ACTION ITEM: Each line below from the one containing "box: [195, 36, 532, 574]" through the one containing "negative clicks: (549, 460)" should be output exactly as it stands, and no other line should appear.

RECORDS FOR THIS EXERCISE:
+--

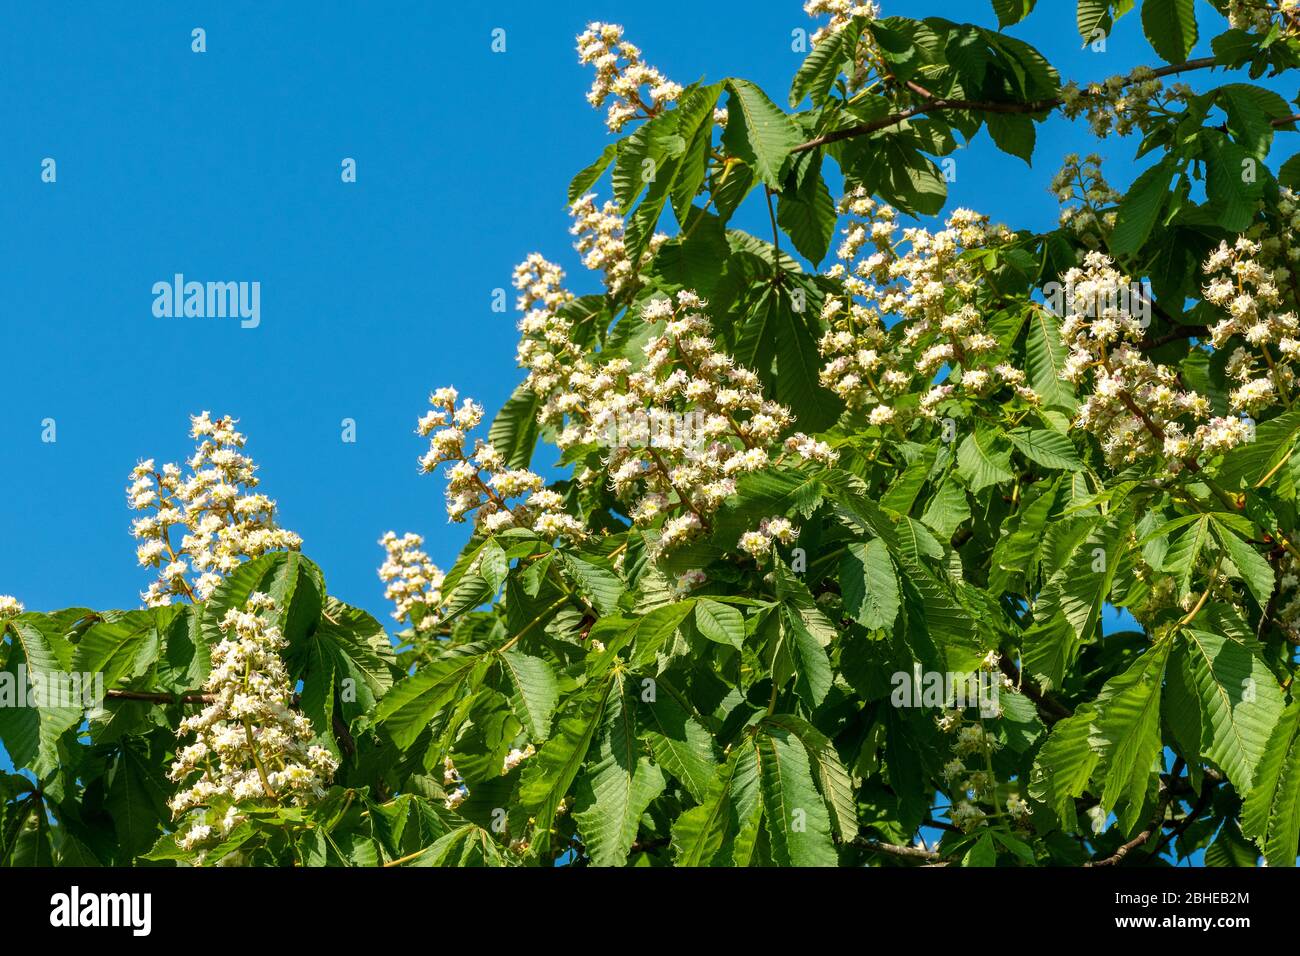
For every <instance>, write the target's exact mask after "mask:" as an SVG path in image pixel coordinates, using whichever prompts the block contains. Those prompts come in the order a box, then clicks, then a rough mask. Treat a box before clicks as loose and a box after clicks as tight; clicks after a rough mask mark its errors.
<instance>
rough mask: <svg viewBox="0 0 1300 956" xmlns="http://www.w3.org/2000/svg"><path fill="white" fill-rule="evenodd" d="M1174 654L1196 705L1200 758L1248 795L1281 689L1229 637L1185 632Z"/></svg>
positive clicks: (1245, 648) (1279, 694)
mask: <svg viewBox="0 0 1300 956" xmlns="http://www.w3.org/2000/svg"><path fill="white" fill-rule="evenodd" d="M1179 650H1180V652H1182V654H1186V658H1183V659H1186V666H1187V669H1188V676H1190V678H1191V680H1190V683H1191V685H1192V687H1195V688H1196V692H1197V697H1199V701H1200V708H1201V731H1203V745H1201V756H1204V757H1208V758H1209V760H1212V761H1214V763H1216V765H1218V766H1219V767H1221V769H1222V770H1223V773H1225V774H1227V778H1229V780H1231V782H1232V786H1234V787H1236V792H1238V793H1249V791H1251V784H1252V782H1253V780H1255V770H1256V766H1257V765H1258V762H1260V760H1261V758H1262V757H1264V752H1265V749H1266V747H1268V743H1269V734H1270V732H1271V731H1273V727H1274V724H1275V723H1277V721H1278V717H1279V715H1281V714H1282V710H1283V708H1284V701H1283V700H1282V688H1279V687H1278V682H1277V678H1274V676H1273V672H1271V671H1270V670H1269V669H1268V666H1266V665H1265V663H1264V661H1262V659H1261V658H1260V654H1258V652H1257V650H1255V649H1253V648H1249V646H1247V645H1244V644H1239V643H1238V641H1235V640H1231V639H1230V637H1223V636H1221V635H1216V633H1209V632H1205V631H1184V632H1183V633H1182V637H1180V641H1179ZM1180 662H1182V661H1180Z"/></svg>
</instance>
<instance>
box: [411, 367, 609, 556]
mask: <svg viewBox="0 0 1300 956" xmlns="http://www.w3.org/2000/svg"><path fill="white" fill-rule="evenodd" d="M458 398H459V395H458V393H456V390H455V389H452V388H443V389H438V390H437V392H434V393H433V394H432V395H430V397H429V403H430V405H432V406H433V410H432V411H429V412H425V415H424V418H421V419H420V423H419V427H417V428H416V432H417V433H419V434H421V436H425V437H428V438H429V451H428V453H425V455H424V457H422V458H421V459H420V467H421V468H422V470H424V471H426V472H432V471H434V470H437V468H438V466H441V464H446V466H448V467H447V516H448V518H451V520H454V522H464V520H465V519H467V516H468V515H471V514H473V516H474V524H476V527H477V528H478V529H481V531H484V532H486V533H494V532H497V531H500V529H502V528H511V527H523V528H532V529H533V531H534V532H536V533H538V535H541V536H543V537H546V538H556V537H569V538H580V537H582V536H584V535H585V533H586V532H585V528H584V525H582V522H580V520H578V519H577V518H575V516H572V515H569V514H567V512H565V511H564V499H563V497H562V496H560V494H559V493H556V492H552V490H550V489H549V488H545V486H543V485H545V481H542V477H541V475H537V473H536V472H532V471H528V470H526V468H510V467H507V464H506V458H504V455H502V454H500V451H498V450H497V449H495V447H494V446H493V445H491V444H490V442H485V441H484V440H482V438H476V440H474V445H473V450H472V451H468V453H467V451H465V436H467V433H468V432H471V431H472V429H473V428H476V427H477V425H478V424H480V423H481V421H482V416H484V408H482V406H481V405H478V403H477V402H473V401H471V399H468V398H467V399H465V401H464V402H461V403H460V406H459V407H458V406H456V399H458ZM519 498H523V501H516V499H519Z"/></svg>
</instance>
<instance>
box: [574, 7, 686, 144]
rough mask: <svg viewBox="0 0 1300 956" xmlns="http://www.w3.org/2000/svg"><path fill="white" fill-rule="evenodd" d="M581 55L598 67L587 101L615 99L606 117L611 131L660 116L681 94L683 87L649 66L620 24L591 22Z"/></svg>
mask: <svg viewBox="0 0 1300 956" xmlns="http://www.w3.org/2000/svg"><path fill="white" fill-rule="evenodd" d="M577 55H578V61H580V62H581V64H584V65H591V66H594V68H595V79H593V81H591V91H590V92H589V94H588V95H586V101H588V103H590V104H591V105H593V107H595V108H597V109H599V108H601V107H603V105H604V103H606V100H612V101H611V103H610V107H608V109H607V112H606V120H604V124H606V126H608V127H610V131H611V133H617V131H620V130H621V129H623V127H624V126H627V125H628V124H629V122H630V121H632V120H637V118H650V117H654V116H658V114H659V113H660V112H663V109H664V108H666V107H667V105H668V104H669V103H675V101H676V99H677V98H679V96H681V86H679V85H677V83H673V82H671V81H668V79H667V78H664V75H663V74H662V73H659V70H656V69H655V68H654V66H649V65H646V64H645V62H643V61H642V59H641V51H640V49H638V48H637V47H636V46H633V44H632V43H628V42H627V40H624V39H623V27H621V26H619V25H617V23H589V25H588V27H586V30H585V31H584V33H581V34H580V35H578V38H577ZM642 88H643V90H645V91H646V95H645V96H642Z"/></svg>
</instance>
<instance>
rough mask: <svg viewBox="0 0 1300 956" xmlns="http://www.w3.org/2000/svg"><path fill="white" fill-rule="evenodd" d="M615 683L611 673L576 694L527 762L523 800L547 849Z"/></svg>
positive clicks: (528, 811)
mask: <svg viewBox="0 0 1300 956" xmlns="http://www.w3.org/2000/svg"><path fill="white" fill-rule="evenodd" d="M612 685H614V678H612V675H611V676H610V678H608V679H606V680H602V682H601V683H599V684H595V685H594V687H593V688H591V689H589V691H586V692H584V693H578V695H575V696H573V697H572V698H571V700H569V702H568V705H567V706H565V710H564V714H563V715H562V717H560V719H559V723H558V724H556V726H555V728H554V731H552V732H551V736H550V739H549V740H547V741H546V743H545V744H543V745H542V748H541V749H539V750H538V752H537V754H536V756H534V757H533V758H532V760H529V761H526V762H525V763H524V773H523V775H521V777H520V782H519V803H520V805H521V806H523V808H524V809H525V810H526V812H528V813H529V814H530V816H532V817H533V818H534V831H533V832H534V843H536V844H539V845H541V848H543V849H545V848H547V847H550V839H551V826H552V825H554V822H555V812H556V810H558V809H559V805H560V801H562V800H564V796H565V795H567V793H568V790H569V787H571V786H572V784H573V778H576V777H577V771H578V770H580V769H581V766H582V762H584V761H585V760H586V753H588V750H589V749H590V748H591V740H593V739H594V737H595V732H597V730H598V728H599V726H601V718H602V717H603V714H604V704H606V700H607V698H608V696H610V689H611V688H612Z"/></svg>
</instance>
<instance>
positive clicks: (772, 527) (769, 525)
mask: <svg viewBox="0 0 1300 956" xmlns="http://www.w3.org/2000/svg"><path fill="white" fill-rule="evenodd" d="M798 536H800V531H798V528H796V527H794V525H793V524H790V520H789V519H788V518H764V519H763V520H762V522H759V525H758V531H746V532H745V533H744V535H741V536H740V541H738V542H737V548H740V549H741V550H742V551H745V553H746V554H749V555H751V557H753V558H755V559H758V561H762V559H763V558H766V557H767V555H768V554H771V553H772V544H774V542H780V544H783V545H789V544H794V538H797V537H798Z"/></svg>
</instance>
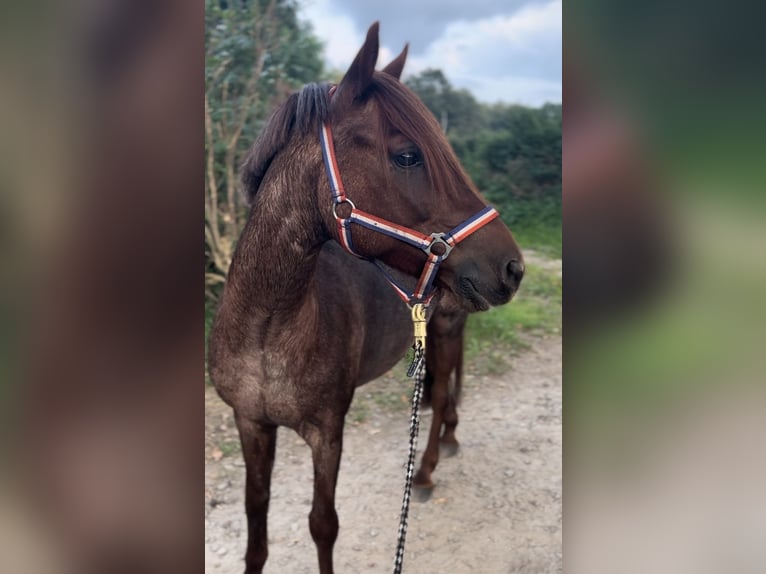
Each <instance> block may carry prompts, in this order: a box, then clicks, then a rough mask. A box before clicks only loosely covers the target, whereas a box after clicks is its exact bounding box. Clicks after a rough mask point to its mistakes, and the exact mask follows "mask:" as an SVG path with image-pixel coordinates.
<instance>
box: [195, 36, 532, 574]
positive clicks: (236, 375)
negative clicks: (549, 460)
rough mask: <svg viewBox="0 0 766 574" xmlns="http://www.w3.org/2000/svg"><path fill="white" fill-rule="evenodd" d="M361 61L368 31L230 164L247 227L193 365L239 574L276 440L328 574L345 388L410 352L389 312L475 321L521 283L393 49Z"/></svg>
mask: <svg viewBox="0 0 766 574" xmlns="http://www.w3.org/2000/svg"><path fill="white" fill-rule="evenodd" d="M377 57H378V23H375V24H373V25H372V26H371V27H370V29H369V30H368V32H367V36H366V39H365V41H364V44H363V46H362V47H361V49H360V50H359V52H358V54H357V55H356V57H355V59H354V61H353V62H352V64H351V66H350V67H349V69H348V71H347V72H346V74H345V75H344V76H343V79H342V80H341V81H340V83H339V84H337V86H331V85H329V84H324V83H321V84H309V85H307V86H304V87H303V88H302V89H301V90H300V91H298V92H295V93H293V94H291V95H290V96H289V97H288V98H287V101H286V102H285V103H284V104H283V105H282V106H281V107H279V108H278V109H277V110H276V111H275V112H274V113H273V114H272V116H271V117H270V119H269V120H268V122H267V124H266V126H265V127H264V129H263V131H262V132H261V133H260V135H259V136H258V138H257V139H256V141H255V143H254V145H253V147H252V149H251V151H250V152H249V154H248V156H247V157H246V159H245V161H244V163H243V168H242V180H243V184H244V188H245V191H246V193H247V197H248V200H249V202H250V206H251V207H250V213H249V216H248V220H247V222H246V224H245V227H244V229H243V231H242V234H241V237H240V238H239V241H238V244H237V247H236V249H235V252H234V254H233V258H232V261H231V265H230V268H229V273H228V278H227V281H226V284H225V286H224V289H223V292H222V294H221V298H220V302H219V307H218V310H217V312H216V317H215V320H214V323H213V326H212V329H211V335H210V339H209V357H208V361H209V362H208V365H209V372H210V376H211V379H212V381H213V384H214V386H215V388H216V390H217V392H218V394H219V395H220V396H221V398H222V399H223V400H224V401H225V402H226V403H227V404H228V405H229V406H231V407H232V408H233V411H234V419H235V422H236V425H237V428H238V431H239V436H240V441H241V444H242V452H243V456H244V459H245V469H246V486H245V511H246V514H247V524H248V541H247V550H246V553H245V566H246V572H247V573H249V574H253V573H260V572H262V569H263V565H264V563H265V561H266V559H267V556H268V548H267V513H268V506H269V497H270V483H271V472H272V467H273V463H274V456H275V450H276V438H277V427H279V426H284V427H288V428H291V429H294V430H295V431H296V432H297V433H298V434H299V435H300V436H301V437H302V438H303V439H304V440H305V441H306V443H307V444H308V445H309V447H310V449H311V453H312V462H313V466H314V490H313V501H312V507H311V511H310V513H309V530H310V533H311V536H312V538H313V540H314V543H315V545H316V548H317V555H318V561H319V570H320V573H321V574H331V573H332V572H333V559H332V553H333V547H334V544H335V541H336V538H337V535H338V515H337V512H336V510H335V487H336V482H337V476H338V468H339V465H340V458H341V450H342V443H343V426H344V418H345V415H346V413H347V411H348V408H349V406H350V404H351V401H352V398H353V396H354V389H355V388H356V387H357V386H359V385H361V384H363V383H366V382H368V381H371V380H373V379H375V378H376V377H378V376H380V375H381V374H383V373H384V372H386V371H387V370H389V369H390V368H391V367H393V366H394V365H395V364H396V362H397V361H398V360H399V359H400V358H401V357H402V356H403V355H404V354H405V353H406V351H407V348H408V347H409V346H410V345H411V344H412V343H413V324H412V321H411V313H410V310H409V309H408V308H407V305H405V304H404V303H403V302H402V299H405V300H409V301H419V302H427V301H429V298H430V301H431V302H432V305H431V311H430V315H433V309H434V308H435V305H438V306H439V307H441V308H444V309H450V308H452V309H464V310H465V311H470V312H473V311H480V310H485V309H488V308H489V307H490V306H492V305H501V304H504V303H506V302H508V301H509V300H510V299H511V297H512V296H513V294H514V293H515V292H516V291H517V289H518V287H519V283H520V281H521V278H522V276H523V273H524V263H523V258H522V254H521V251H520V249H519V247H518V245H517V244H516V242H515V240H514V238H513V236H512V234H511V232H510V230H509V229H508V228H507V227H506V226H505V224H503V223H502V221H501V220H500V219H499V218H498V217H497V212H495V211H494V209H492V208H491V207H489V206H487V205H486V202H485V200H484V199H483V198H482V197H481V195H480V194H479V192H478V191H477V190H476V188H475V187H474V185H473V184H472V182H471V181H470V179H469V178H468V176H467V175H466V174H465V172H464V171H463V169H462V167H461V166H460V163H459V161H458V160H457V158H456V157H455V154H454V152H453V151H452V149H451V147H450V146H449V143H448V142H447V140H446V137H445V136H444V134H443V133H442V131H441V129H440V127H439V124H438V122H437V121H436V119H435V118H434V117H433V115H432V114H431V113H430V112H429V111H428V109H427V108H426V107H425V105H424V104H423V103H422V102H421V101H420V100H419V99H418V98H417V96H415V94H414V93H413V92H412V91H411V90H409V89H408V88H407V87H406V86H405V85H404V84H403V83H401V82H400V80H399V78H400V76H401V73H402V69H403V67H404V63H405V60H406V57H407V46H405V47H404V49H403V50H402V52H401V54H399V56H397V57H396V58H395V59H394V60H393V61H392V62H391V63H389V64H388V65H387V66H386V67H385V68H383V70H381V71H375V64H376V61H377ZM363 210H369V211H363ZM447 230H450V231H447ZM429 233H431V235H428V234H429ZM349 252H350V253H352V254H353V255H352V254H350V253H349ZM413 283H415V286H414V287H412V284H413ZM392 285H393V286H394V288H393V289H392V288H391V286H392ZM410 289H412V292H411V294H410V292H409V291H410ZM403 294H404V296H403Z"/></svg>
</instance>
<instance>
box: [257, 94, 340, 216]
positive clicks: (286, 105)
mask: <svg viewBox="0 0 766 574" xmlns="http://www.w3.org/2000/svg"><path fill="white" fill-rule="evenodd" d="M329 90H330V86H329V84H326V83H321V84H307V85H306V86H304V87H303V88H302V89H301V90H300V91H298V92H294V93H293V94H291V95H290V96H289V97H288V98H287V101H285V103H284V104H282V105H281V106H280V107H279V108H277V110H276V111H275V112H274V113H273V114H272V115H271V117H270V118H269V119H268V120H267V122H266V125H265V126H264V127H263V129H262V130H261V133H260V134H259V135H258V138H257V139H256V140H255V143H254V144H253V147H252V148H251V149H250V152H249V153H248V154H247V156H246V157H245V160H244V162H243V164H242V183H243V185H244V190H245V194H246V197H247V201H248V203H249V204H252V203H253V201H254V200H255V196H256V194H257V192H258V189H259V188H260V186H261V182H262V181H263V178H264V177H265V175H266V172H267V171H268V169H269V166H270V165H271V162H272V161H273V160H274V157H276V155H277V154H278V153H279V152H280V151H282V150H283V149H284V148H285V147H286V146H287V144H288V142H289V141H290V138H291V137H292V136H293V134H294V133H295V132H297V133H298V134H300V135H306V134H309V133H314V134H317V137H318V134H319V126H320V125H321V124H322V122H324V121H326V120H327V119H328V117H329V113H330V112H329V109H330V106H329Z"/></svg>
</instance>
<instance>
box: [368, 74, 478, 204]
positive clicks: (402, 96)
mask: <svg viewBox="0 0 766 574" xmlns="http://www.w3.org/2000/svg"><path fill="white" fill-rule="evenodd" d="M370 94H371V95H372V96H373V97H374V98H375V99H376V102H377V104H378V107H379V109H380V113H381V117H382V120H383V124H384V125H383V129H386V130H389V131H393V132H399V133H401V134H402V135H403V136H404V137H406V138H407V139H408V140H410V141H411V142H412V143H414V144H415V145H416V146H417V147H418V148H419V149H420V151H421V152H422V154H423V157H424V160H425V165H426V169H427V172H428V177H429V179H430V181H431V185H432V186H433V187H434V189H437V190H439V191H440V192H442V193H446V194H449V195H452V196H453V197H455V196H457V195H458V194H459V193H461V192H463V191H464V188H465V185H466V184H468V185H470V186H471V188H472V189H473V185H472V184H471V183H470V178H469V177H468V175H467V174H466V173H465V170H464V169H463V167H462V166H461V165H460V162H459V161H458V159H457V156H456V155H455V153H454V152H453V151H452V147H451V146H450V144H449V141H448V140H447V136H446V135H445V134H444V132H443V131H442V129H441V126H440V125H439V122H438V121H437V120H436V118H435V117H434V116H433V114H432V113H431V111H430V110H429V109H428V108H427V107H426V105H425V104H424V103H423V102H422V101H421V100H420V98H418V97H417V95H415V93H414V92H413V91H412V90H410V89H409V88H407V87H406V86H405V85H404V84H402V83H401V82H399V80H397V79H396V78H394V77H392V76H390V75H388V74H385V73H379V72H376V73H375V75H374V76H373V80H372V85H371V87H370Z"/></svg>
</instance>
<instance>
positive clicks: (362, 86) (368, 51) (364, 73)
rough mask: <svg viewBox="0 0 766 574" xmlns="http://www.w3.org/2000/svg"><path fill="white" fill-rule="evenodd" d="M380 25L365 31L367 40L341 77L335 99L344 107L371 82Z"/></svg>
mask: <svg viewBox="0 0 766 574" xmlns="http://www.w3.org/2000/svg"><path fill="white" fill-rule="evenodd" d="M379 27H380V24H379V23H378V22H375V23H374V24H373V25H372V26H370V29H369V30H367V38H366V39H365V41H364V45H363V46H362V48H361V49H360V50H359V53H358V54H357V55H356V58H354V61H353V62H352V63H351V67H350V68H349V69H348V71H347V72H346V75H345V76H343V79H342V80H341V82H340V84H338V89H337V91H336V94H335V97H334V98H333V99H338V100H340V101H341V102H342V103H343V104H345V105H350V104H351V103H352V102H353V101H354V100H355V99H357V98H358V97H359V96H361V95H362V94H363V93H364V91H365V90H366V89H367V86H369V85H370V82H371V81H372V74H373V72H374V71H375V62H377V61H378V28H379Z"/></svg>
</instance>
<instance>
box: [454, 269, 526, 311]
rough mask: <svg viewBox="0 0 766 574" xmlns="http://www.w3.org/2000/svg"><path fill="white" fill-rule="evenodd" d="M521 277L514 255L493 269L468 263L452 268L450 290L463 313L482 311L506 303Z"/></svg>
mask: <svg viewBox="0 0 766 574" xmlns="http://www.w3.org/2000/svg"><path fill="white" fill-rule="evenodd" d="M523 277H524V262H523V260H522V259H521V257H520V256H519V257H518V258H517V257H515V256H514V257H513V258H511V259H509V260H507V261H506V262H505V263H504V264H501V265H497V266H495V269H492V267H490V266H483V265H480V264H478V263H477V262H475V261H468V262H465V263H463V264H462V265H459V266H457V267H456V268H455V270H454V278H453V280H452V281H451V283H452V285H450V287H451V289H450V290H451V291H453V292H454V294H455V295H456V296H457V298H458V299H459V300H460V302H461V305H462V306H463V307H464V308H465V309H466V310H468V311H471V312H473V311H486V310H487V309H489V308H490V307H496V306H498V305H504V304H505V303H507V302H508V301H510V300H511V298H512V297H513V296H514V294H515V293H516V291H518V289H519V285H520V284H521V280H522V278H523Z"/></svg>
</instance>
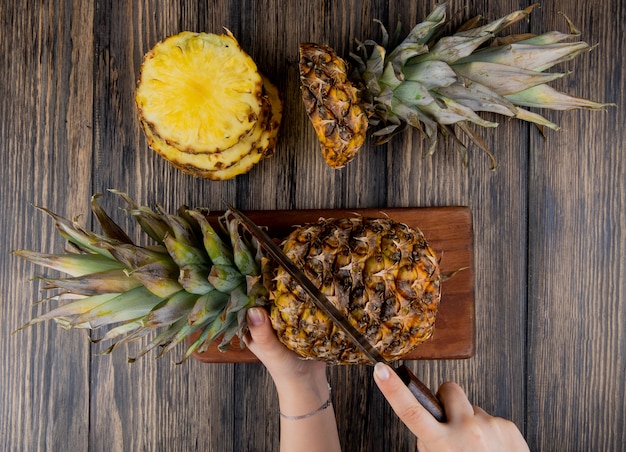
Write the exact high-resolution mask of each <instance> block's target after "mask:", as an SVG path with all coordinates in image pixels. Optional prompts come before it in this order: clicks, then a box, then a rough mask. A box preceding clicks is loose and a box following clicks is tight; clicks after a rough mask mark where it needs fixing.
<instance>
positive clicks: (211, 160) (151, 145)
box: [142, 77, 282, 180]
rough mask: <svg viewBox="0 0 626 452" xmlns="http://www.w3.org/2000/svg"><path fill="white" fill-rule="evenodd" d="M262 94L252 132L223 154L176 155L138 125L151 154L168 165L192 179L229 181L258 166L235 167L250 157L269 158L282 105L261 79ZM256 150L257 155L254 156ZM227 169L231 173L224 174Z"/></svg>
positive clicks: (265, 78) (277, 123) (279, 117)
mask: <svg viewBox="0 0 626 452" xmlns="http://www.w3.org/2000/svg"><path fill="white" fill-rule="evenodd" d="M263 91H264V94H263V98H262V100H263V108H262V110H261V114H260V117H259V120H258V121H257V122H256V124H255V125H254V127H253V130H252V131H251V132H250V133H249V134H248V135H246V136H245V137H244V138H243V139H242V140H240V141H239V142H238V143H236V144H235V145H234V146H231V147H229V148H227V149H224V150H223V151H220V152H213V153H200V154H191V153H188V152H183V151H180V150H178V149H177V148H176V147H175V146H173V145H171V144H169V143H167V142H166V141H164V140H163V139H161V137H159V136H158V135H157V134H156V133H154V131H153V130H152V129H151V127H150V125H149V124H147V123H142V126H143V129H144V132H145V134H146V137H147V139H148V143H149V145H150V147H151V148H152V149H153V150H155V151H156V152H157V153H159V154H160V155H161V156H162V157H163V158H165V159H166V160H168V161H169V162H170V163H171V164H172V165H174V166H175V167H177V168H179V169H180V170H181V171H184V172H186V173H189V174H192V175H195V176H200V177H205V178H208V179H216V180H223V179H225V178H224V177H223V175H224V174H227V173H228V174H232V176H231V177H234V176H236V175H238V174H243V173H244V172H246V171H245V170H244V169H245V168H247V169H248V170H249V169H250V168H251V167H252V165H254V164H256V163H258V161H259V159H260V158H261V157H259V159H256V160H254V161H253V163H252V165H245V164H242V165H236V164H237V163H238V162H239V161H240V160H242V159H244V158H245V157H247V156H248V155H250V154H255V155H257V156H264V157H268V156H270V155H271V154H272V153H273V149H274V146H275V145H276V142H277V138H278V129H279V126H280V122H281V119H282V103H281V101H280V97H279V94H278V89H277V88H276V87H275V86H274V85H272V84H271V83H270V82H269V80H267V78H265V77H263ZM257 150H260V151H261V152H260V153H259V152H255V151H257ZM249 160H250V159H248V161H249ZM233 166H236V168H239V169H240V171H233V170H234V168H232V167H233ZM227 169H231V170H230V171H225V170H227ZM228 178H230V177H228Z"/></svg>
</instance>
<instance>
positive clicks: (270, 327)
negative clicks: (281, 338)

+--

EXERCISE OUTPUT:
box: [195, 36, 532, 574]
positive clicks: (236, 375)
negative clicks: (549, 460)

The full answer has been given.